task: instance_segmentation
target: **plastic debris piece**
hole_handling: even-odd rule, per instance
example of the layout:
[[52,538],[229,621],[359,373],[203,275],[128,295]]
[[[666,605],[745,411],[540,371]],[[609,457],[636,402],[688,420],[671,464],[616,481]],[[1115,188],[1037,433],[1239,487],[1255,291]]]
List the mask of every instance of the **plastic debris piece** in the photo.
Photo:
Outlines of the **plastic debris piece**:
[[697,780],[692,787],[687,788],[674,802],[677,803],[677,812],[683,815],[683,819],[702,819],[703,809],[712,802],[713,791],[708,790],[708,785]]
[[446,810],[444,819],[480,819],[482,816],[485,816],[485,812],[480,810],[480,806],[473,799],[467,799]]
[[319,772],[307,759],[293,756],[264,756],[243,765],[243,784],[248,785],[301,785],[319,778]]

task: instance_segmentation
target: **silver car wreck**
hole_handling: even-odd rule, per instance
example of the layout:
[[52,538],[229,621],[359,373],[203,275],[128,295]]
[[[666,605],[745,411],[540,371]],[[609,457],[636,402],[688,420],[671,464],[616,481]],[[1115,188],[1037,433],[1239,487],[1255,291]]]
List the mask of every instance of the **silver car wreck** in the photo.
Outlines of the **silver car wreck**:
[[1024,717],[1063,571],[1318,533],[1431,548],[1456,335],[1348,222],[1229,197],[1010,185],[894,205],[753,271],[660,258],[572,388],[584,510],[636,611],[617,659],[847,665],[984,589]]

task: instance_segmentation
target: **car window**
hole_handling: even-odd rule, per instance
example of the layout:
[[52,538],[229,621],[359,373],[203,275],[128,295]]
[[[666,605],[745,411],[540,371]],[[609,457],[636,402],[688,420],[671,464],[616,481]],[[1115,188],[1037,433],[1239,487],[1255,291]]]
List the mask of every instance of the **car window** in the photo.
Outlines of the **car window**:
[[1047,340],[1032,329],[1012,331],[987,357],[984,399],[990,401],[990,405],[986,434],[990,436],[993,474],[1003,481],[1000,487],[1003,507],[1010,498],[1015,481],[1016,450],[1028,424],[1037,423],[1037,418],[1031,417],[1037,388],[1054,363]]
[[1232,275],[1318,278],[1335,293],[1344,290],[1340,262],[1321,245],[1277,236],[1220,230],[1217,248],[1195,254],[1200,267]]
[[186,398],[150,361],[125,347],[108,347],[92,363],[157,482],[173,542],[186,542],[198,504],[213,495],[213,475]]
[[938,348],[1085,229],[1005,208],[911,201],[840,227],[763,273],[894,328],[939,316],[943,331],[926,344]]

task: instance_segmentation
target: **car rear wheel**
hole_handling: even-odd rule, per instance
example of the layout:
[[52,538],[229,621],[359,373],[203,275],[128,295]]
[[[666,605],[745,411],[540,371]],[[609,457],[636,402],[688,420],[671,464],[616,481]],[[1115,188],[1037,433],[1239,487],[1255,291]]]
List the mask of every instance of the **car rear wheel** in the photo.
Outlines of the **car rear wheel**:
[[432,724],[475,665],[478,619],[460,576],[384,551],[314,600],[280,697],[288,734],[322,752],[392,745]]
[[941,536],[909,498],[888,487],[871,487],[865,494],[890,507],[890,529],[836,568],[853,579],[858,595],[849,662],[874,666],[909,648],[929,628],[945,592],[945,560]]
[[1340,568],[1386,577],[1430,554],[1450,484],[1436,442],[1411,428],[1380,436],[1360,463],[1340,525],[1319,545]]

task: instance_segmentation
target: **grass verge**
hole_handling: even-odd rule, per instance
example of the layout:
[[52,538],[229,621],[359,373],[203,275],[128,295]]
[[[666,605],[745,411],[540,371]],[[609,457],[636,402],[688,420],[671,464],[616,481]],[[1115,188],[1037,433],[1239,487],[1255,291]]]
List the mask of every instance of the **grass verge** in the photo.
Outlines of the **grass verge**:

• [GIVEN PROBLEM] Each entry above is to be set down again in exactly the same words.

• [COMPLETE ANSWER]
task: instance_segmentation
target: **plastic debris piece**
hole_handling: even-odd rule, per instance
example of the layout:
[[52,538],[229,621],[359,373],[203,275],[128,295]]
[[[666,605],[745,411],[540,371]],[[609,457],[636,402],[688,420],[671,464],[616,481]],[[1115,188],[1037,433],[1239,487],[1255,291]]]
List the mask of every instance of the **plastic debris piece** in the photo.
Photo:
Outlines of the **plastic debris piece**:
[[697,780],[692,787],[687,788],[674,802],[677,803],[677,812],[683,815],[683,819],[702,819],[703,809],[712,802],[713,791],[708,790],[708,785]]
[[446,810],[444,819],[480,819],[482,816],[485,816],[485,812],[480,810],[480,806],[473,799],[467,799]]
[[319,772],[307,759],[293,756],[264,756],[243,765],[243,784],[248,785],[301,785],[319,778]]

task: instance_segmentation
target: **silver car wreck**
hole_handling: even-odd rule, per instance
example of the layout:
[[52,538],[229,621],[359,373],[203,275],[128,295]]
[[[666,605],[745,411],[540,371]],[[609,457],[636,402],[688,420],[671,464],[616,481]],[[1115,188],[1037,433],[1239,487],[1255,291]]]
List the mask of every instance of the **silver car wreck** in the photo.
Outlines of the **silver car wreck**:
[[1024,717],[1063,571],[1318,533],[1431,548],[1456,335],[1348,222],[1229,197],[1010,185],[894,205],[753,271],[660,258],[572,388],[584,510],[636,611],[617,659],[847,665],[984,589]]

task: instance_segmentation
target: **car window**
hole_handling: even-odd rule, per instance
example of the layout:
[[52,538],[229,621],[359,373],[203,275],[128,295]]
[[[666,605],[745,411],[540,371]],[[609,457],[636,402],[688,420],[671,464],[616,481]],[[1115,188],[1037,433],[1239,487],[1255,291]]]
List the mask of every instance of the **car window** in the photo.
Outlines of the **car window**:
[[1047,340],[1032,329],[1012,331],[987,357],[984,399],[990,401],[990,405],[986,434],[990,436],[993,474],[1003,481],[1000,487],[1003,507],[1010,498],[1015,481],[1016,450],[1028,424],[1037,423],[1037,418],[1031,417],[1037,388],[1054,363]]
[[1232,275],[1318,278],[1335,293],[1344,290],[1340,262],[1321,245],[1277,236],[1220,230],[1217,248],[1195,254],[1200,267]]
[[186,398],[150,361],[125,347],[108,347],[92,363],[157,482],[173,542],[186,542],[198,504],[213,495],[213,475]]
[[938,348],[1085,229],[1005,208],[911,201],[840,227],[763,273],[894,328],[939,316],[943,331],[926,344]]

task: instance_segmentation
target: **car rear wheel**
hole_handling: even-odd rule, per instance
example of the layout:
[[52,538],[229,621],[359,373],[203,275],[128,295]]
[[[666,605],[745,411],[540,371]],[[609,457],[636,402],[688,420],[671,464],[616,481]],[[1115,188],[1037,433],[1239,487],[1255,291]]]
List the mask of every instance of the **car rear wheel** in the photo.
Outlines of the **car rear wheel**:
[[432,724],[475,665],[478,619],[460,576],[384,551],[314,600],[280,697],[288,734],[322,752],[392,745]]
[[941,536],[909,498],[888,487],[871,487],[865,494],[890,507],[890,529],[836,568],[853,579],[858,595],[849,662],[874,666],[909,648],[929,628],[945,592],[945,560]]
[[1340,568],[1386,577],[1430,554],[1450,484],[1436,442],[1411,428],[1380,436],[1360,463],[1340,525],[1319,545]]

task: instance_segmentation
target: **grass verge**
hole_handling: even-odd rule, per instance
example of the layout:
[[52,538],[229,621],[359,373],[203,275],[128,295]]
[[[666,605],[745,411],[540,371]],[[609,457],[636,402],[688,420],[671,464],[616,481]],[[1115,188],[1037,433],[1239,487],[1255,291]]]
List the mask of every instance of the **grass verge** in the photo.
Outlines of the **grass verge**:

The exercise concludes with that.